**Excerto do documento:**
☆ ☆ ☆ ☆ ☆ ☆ ☆

31 maio 2011
A violência-espectáculo
Indigna-me a violência e, sobretudo a violência entre jovens levada a extremos que parecem assumir uma decidida vontade de causar dano grave no corpo ou na saúde da vítima, com aparente indiferença por consequências mais radicais que possam advir.
Por isso, as imagens transmitidas pela televisão daquela cena de pancadaria em que uma jovem espanca outra com chocante crueldade causaram-me revolta e estupefacção. Essas imagens foram, de resto, tão minuciosamente transmitidas nos seus detalhes, com uma obsessão tão voyeurista, que eram para causar impacto no telespectador.
Não menos me impressionou a cena do rapaz a filmar em vídeo o que se estava a desenrolar diante dos seus olhos, todo entregue ao ofício de captar os mínimos pormenores, sem perder nada daquele prato suculento que lhe estava a ser oferecido, e isso para depois colocar a «sua obra de arte» no facebook. Este é um triste sinal dos tempos: uma violência cega entre jovens e a violência transformada em espectáculo para oferecer às massas famintas.
Esta violência não é só o sintoma de uma degradação social geral e juvenil em particular, como é objecto de um culto patológico, que se promove à sublimidade do espectáculo e se erige em momento de eleição para obtenção de algum protagonismo nas chamadas «redes sociais». Não interessa que dois ou três contendores, seja a que pretexto for (o mais das vezes um pretexto fútil ou pretexto nenhum, a não ser o incitamento à própria violência, ou o puro desejo de amesquinhar o outro) se digladiem, se esfarrapem, se estrupiem; não interessa que uma vítima, eleita muitas vezes em função de uma qualquer fragilidade, seja seviciada com toda a crueldade e brutalidade. O que interessa é o momento único, espectacular, que uma tal violência institui e a que, com verdadeira propriedade, se pode chamar um reality-show, esse depravado objecto lúdico que os meios audiovisuais, com destaque para a televisão, foram os primeiros a promover e agora campeia banalmente, sob a forma de violência-espetáculo, nas «redes sociais», com agressores e vítimas a sério e realizadores improvisados, que tentam captar com todo o sangue frio de que são capazes o sangue verdadeiro que autentica a sua obra.

☆ ☆ ☆ ☆ ☆ ☆ ☆

**Listagem fornecida:**
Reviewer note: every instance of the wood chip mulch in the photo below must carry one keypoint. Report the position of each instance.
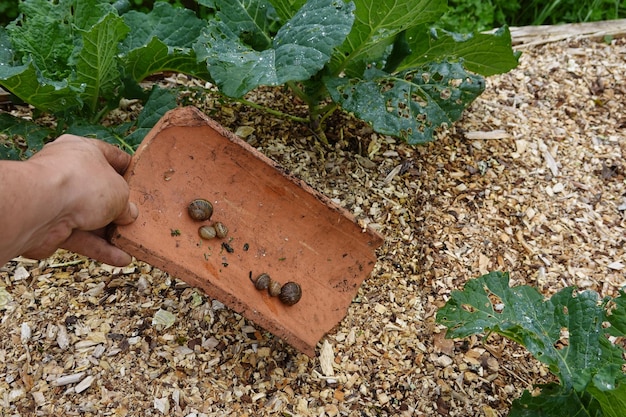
(532, 180)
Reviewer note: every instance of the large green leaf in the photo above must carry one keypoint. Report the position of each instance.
(97, 72)
(375, 28)
(585, 356)
(485, 54)
(160, 102)
(254, 21)
(554, 400)
(27, 83)
(162, 40)
(32, 134)
(287, 8)
(410, 104)
(299, 50)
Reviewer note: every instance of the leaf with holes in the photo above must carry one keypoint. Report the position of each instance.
(410, 104)
(568, 332)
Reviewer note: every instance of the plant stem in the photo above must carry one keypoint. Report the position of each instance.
(272, 111)
(125, 145)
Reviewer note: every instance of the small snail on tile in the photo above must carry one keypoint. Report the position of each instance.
(290, 293)
(262, 282)
(200, 209)
(207, 232)
(220, 230)
(274, 288)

☆ ☆ ☆ ☆ ☆ ☆ ☆

**Tarefas propostas:**
• a. Que verbos usa o texto sobre a violência-espectáculo para descrever o que fazem entre si os dois ou três contendores?
• b. Escreva a continuação do texto sobre a violência-espectáculo, a partir da última frase apresentada.

**Respostas por ordem:**
• a. se digladiem, se esfarrapem, se estrupiem

• b.
Ainda há dias, vi um filme de produção dinamarquesa (por sinal tendo ganho o globo de ouro do melhor filme estrangeiro 2011), um filme de Suzanne Biere, intitulado «Num Mundo Melhor», que questionava esse tipo de violência juvenil (mais particularmente, o designado «bulliyng») e que, no caso, conduziu a um desfecho dramático, mas ao mesmo tempo libertador, na medida em que levou a uma aquisição de consciência e a uma elevação da qualidade humana das personagens envolvidas. Que esse filme tenha passado numa das salas mais diminutas da cidade do Porto, totalmente à margem do circuito comercial, é também um triste sinal dos tempos.
Rejeito, por isso, a tese de alguns, como já ouvi, de que violência escolar e entre jovens houve sempre, só que dantes, no nosso tempo (isto é, há umas décadas atrás) havia mais silêncio em redor dessa violência. A meu ver, essa é uma forma de nivelar tudo e de se recusar a ver esta violência dos tempos actuais. Mas também rejeito a insistência obsessiva com que a comunicação social, principalmente a televisão, passa as imagens desta violência real, convertendo-as, de uma outra forma, em espectáculo ou objecto de incitamento a uma outra variante de violência: a da reacção irracional do público, a de um apelo demagógico à exemplaridade justiceira.